THE INPUT —
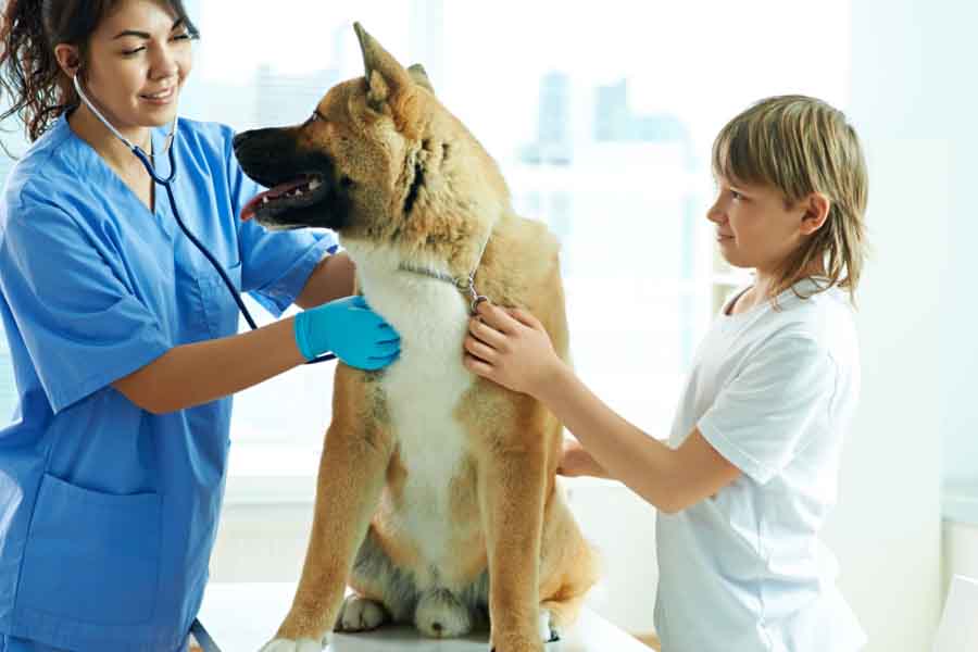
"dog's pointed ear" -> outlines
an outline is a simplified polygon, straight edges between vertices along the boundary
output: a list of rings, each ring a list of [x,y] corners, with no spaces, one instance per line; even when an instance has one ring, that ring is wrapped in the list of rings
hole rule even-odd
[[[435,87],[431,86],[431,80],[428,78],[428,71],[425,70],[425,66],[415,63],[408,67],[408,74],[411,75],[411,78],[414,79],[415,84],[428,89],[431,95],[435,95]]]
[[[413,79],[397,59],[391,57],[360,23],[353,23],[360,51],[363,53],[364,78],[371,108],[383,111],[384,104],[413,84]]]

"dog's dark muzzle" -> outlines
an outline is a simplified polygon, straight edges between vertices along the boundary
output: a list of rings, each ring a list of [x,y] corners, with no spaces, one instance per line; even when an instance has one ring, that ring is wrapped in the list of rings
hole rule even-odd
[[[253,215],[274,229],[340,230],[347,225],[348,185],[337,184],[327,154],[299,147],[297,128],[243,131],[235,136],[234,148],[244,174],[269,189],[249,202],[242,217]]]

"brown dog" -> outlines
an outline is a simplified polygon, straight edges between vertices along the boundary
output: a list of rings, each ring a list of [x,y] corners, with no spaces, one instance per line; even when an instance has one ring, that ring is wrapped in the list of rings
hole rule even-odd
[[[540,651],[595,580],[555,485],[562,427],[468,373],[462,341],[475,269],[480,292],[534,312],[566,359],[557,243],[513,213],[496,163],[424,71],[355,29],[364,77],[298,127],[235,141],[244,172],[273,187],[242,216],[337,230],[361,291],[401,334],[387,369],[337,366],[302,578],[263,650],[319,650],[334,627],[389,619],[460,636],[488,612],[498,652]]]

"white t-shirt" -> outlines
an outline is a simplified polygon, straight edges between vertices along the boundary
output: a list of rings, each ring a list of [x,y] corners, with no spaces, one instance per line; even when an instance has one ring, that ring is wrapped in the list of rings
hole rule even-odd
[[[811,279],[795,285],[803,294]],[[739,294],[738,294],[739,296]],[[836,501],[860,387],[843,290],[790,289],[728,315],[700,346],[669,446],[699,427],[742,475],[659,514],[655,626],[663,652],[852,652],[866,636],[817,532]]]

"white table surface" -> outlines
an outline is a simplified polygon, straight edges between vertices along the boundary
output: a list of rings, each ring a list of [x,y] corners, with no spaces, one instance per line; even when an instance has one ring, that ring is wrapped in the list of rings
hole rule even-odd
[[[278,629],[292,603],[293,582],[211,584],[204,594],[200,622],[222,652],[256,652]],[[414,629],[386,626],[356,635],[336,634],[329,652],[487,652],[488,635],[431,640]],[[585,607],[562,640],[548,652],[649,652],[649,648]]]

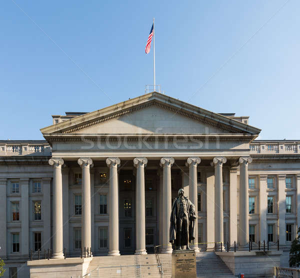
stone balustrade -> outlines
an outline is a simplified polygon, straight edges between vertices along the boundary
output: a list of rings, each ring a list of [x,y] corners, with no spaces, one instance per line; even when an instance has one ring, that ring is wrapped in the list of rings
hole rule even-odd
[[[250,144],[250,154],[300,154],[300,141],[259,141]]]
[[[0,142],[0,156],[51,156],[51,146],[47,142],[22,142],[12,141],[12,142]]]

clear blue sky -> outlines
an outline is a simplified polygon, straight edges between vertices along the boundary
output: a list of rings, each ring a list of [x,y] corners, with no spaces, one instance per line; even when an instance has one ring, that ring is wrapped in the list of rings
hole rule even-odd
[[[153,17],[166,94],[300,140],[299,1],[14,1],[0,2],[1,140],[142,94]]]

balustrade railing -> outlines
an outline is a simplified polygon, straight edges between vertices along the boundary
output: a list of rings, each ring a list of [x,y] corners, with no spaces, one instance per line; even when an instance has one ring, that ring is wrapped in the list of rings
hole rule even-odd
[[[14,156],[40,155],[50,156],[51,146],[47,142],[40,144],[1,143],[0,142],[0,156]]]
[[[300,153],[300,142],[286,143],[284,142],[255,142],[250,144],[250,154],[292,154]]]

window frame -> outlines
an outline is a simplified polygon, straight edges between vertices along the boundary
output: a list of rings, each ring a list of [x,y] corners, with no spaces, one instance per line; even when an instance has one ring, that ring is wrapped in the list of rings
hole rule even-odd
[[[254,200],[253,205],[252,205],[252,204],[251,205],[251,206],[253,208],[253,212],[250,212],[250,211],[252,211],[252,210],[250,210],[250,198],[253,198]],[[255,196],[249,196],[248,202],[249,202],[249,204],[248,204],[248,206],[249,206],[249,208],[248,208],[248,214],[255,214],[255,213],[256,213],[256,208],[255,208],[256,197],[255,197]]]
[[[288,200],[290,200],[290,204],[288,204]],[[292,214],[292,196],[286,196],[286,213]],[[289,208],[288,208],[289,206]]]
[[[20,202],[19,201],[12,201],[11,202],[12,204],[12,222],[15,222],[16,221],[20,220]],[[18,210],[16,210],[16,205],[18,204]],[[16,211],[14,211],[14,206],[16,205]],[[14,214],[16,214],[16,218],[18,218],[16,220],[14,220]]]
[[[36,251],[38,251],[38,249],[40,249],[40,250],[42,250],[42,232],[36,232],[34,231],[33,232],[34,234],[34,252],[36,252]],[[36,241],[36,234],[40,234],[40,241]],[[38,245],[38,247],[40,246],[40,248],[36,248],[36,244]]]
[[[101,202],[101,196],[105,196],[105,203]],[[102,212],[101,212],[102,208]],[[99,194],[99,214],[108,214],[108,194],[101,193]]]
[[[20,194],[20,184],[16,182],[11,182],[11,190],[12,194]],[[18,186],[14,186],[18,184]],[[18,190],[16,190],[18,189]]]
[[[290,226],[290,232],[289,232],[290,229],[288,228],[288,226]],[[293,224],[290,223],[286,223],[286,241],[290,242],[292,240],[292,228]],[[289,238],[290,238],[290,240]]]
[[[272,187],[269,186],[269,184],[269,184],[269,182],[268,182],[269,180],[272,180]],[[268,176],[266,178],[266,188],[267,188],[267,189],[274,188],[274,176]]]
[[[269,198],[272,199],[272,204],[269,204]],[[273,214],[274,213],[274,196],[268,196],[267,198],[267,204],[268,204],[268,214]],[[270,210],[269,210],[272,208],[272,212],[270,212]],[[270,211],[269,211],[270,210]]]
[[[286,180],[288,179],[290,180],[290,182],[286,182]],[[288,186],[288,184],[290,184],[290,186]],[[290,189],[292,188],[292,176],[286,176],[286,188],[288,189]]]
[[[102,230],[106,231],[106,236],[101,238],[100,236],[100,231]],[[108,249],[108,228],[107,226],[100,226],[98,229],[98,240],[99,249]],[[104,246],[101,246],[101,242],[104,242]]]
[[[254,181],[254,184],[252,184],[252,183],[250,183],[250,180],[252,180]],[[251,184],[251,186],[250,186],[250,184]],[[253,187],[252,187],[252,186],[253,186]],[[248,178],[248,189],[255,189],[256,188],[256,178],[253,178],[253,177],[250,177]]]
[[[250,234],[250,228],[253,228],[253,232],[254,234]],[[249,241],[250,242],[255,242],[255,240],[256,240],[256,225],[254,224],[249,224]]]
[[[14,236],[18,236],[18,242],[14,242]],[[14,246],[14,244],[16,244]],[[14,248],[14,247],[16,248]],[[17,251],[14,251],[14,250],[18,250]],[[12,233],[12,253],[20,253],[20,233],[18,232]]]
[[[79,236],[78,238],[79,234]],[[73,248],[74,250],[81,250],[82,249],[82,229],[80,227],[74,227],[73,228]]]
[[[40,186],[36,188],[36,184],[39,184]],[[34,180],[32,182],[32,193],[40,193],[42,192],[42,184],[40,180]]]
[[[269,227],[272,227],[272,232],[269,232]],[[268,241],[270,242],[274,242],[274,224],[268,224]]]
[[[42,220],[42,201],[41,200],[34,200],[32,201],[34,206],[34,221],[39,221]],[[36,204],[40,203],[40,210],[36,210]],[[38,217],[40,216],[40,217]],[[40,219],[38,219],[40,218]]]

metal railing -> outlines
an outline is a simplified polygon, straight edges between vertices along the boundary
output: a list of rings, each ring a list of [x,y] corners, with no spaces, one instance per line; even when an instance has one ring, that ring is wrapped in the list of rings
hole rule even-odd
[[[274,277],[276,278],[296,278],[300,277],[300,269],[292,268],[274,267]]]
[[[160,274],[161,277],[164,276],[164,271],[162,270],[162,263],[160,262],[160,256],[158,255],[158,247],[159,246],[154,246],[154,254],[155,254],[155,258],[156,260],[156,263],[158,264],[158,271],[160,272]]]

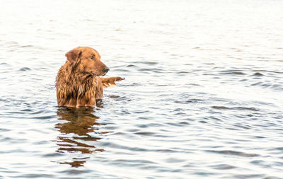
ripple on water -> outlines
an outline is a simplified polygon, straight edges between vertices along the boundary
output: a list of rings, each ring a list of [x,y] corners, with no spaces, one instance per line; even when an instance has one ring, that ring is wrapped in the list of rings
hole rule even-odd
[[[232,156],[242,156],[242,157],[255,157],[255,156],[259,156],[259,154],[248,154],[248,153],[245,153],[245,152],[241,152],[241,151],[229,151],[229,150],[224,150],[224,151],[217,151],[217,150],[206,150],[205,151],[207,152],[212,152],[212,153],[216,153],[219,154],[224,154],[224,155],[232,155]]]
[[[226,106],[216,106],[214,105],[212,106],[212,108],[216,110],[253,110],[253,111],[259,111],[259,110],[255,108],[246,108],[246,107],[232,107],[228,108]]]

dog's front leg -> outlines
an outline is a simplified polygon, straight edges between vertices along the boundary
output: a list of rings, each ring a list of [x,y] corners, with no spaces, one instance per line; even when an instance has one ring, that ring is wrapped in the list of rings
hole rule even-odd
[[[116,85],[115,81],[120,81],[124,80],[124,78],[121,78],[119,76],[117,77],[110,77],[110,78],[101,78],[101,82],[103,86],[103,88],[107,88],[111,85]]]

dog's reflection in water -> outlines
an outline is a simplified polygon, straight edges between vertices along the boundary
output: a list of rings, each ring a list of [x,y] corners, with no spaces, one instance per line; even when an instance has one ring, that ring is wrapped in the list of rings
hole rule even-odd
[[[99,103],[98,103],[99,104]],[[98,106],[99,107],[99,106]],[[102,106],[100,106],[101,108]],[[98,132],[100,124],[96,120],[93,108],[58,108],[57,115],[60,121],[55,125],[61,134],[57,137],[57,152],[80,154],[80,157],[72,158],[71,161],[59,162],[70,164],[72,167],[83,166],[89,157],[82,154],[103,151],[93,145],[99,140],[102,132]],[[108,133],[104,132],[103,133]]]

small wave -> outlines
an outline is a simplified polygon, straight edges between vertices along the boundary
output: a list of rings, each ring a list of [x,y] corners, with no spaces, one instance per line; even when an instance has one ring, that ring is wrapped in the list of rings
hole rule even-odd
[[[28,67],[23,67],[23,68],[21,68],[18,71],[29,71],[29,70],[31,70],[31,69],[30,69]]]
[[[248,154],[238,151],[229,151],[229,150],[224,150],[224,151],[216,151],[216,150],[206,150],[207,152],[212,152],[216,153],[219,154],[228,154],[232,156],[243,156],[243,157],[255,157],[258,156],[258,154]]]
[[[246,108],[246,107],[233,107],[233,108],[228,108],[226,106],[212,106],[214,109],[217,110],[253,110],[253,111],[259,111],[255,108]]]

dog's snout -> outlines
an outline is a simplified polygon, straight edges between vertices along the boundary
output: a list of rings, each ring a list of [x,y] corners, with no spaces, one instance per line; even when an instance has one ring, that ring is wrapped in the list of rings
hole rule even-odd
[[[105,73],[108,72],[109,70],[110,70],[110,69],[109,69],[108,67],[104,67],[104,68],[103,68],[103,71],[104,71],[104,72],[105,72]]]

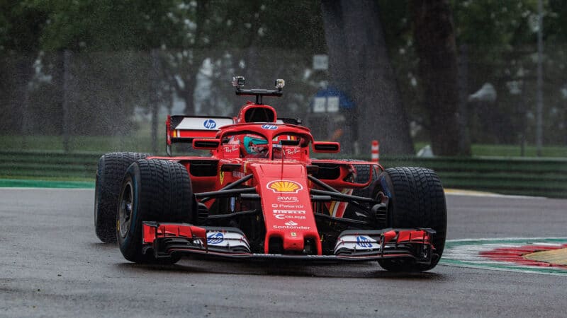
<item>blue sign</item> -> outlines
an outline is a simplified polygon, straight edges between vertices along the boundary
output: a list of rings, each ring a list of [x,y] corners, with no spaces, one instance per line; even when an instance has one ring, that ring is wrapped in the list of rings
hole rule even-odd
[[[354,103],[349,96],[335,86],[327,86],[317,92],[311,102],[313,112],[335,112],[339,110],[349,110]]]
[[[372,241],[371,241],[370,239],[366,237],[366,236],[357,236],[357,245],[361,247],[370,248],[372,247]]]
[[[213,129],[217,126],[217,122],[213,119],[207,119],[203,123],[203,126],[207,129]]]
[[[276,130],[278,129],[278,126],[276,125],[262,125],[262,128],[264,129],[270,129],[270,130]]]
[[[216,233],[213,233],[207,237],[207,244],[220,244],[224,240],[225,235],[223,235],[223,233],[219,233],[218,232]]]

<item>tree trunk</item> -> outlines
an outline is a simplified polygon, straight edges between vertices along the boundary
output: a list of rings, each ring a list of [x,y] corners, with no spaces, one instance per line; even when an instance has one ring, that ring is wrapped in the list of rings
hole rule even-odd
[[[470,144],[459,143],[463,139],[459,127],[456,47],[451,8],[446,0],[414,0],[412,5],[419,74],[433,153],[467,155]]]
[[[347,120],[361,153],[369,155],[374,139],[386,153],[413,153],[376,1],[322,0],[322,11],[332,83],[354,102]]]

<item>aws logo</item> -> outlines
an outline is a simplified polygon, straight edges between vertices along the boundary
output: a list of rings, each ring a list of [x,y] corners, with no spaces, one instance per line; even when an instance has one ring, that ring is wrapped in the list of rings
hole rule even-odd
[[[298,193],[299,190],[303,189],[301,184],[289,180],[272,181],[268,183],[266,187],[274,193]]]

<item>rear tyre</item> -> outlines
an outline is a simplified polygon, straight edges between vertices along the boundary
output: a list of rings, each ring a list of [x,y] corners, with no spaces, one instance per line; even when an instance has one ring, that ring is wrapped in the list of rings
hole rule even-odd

EXERCISE TASK — Update the stretch from "<item>aws logo</item> -> outlines" through the end of the records so that "rear tyre" becomes "rear tire". Keep every other part of those lines the same, and return only that stretch.

THE OUTPUT —
<item>aws logo</item> -> outlines
an outline is a simplified polygon, straight edges between vertices along the boundary
output: a list of rings, each ring a list of [x,y] corners, with no spaces, one instance per line; even when an instance has one ring, that ring is wrapped in the list of rings
hole rule even-odd
[[[298,193],[299,190],[303,189],[301,184],[289,180],[272,181],[268,183],[266,187],[274,193]]]

<item>rear tire</item> -> outlines
an outline is a simplified polygon, straight edges between vertices along the boundary
output: a list of rings, each ring a list of [x,y] corners, with no spaces, one instance per line; even when an instance has one ring, that ring is wrapped in the list of rings
hole rule even-odd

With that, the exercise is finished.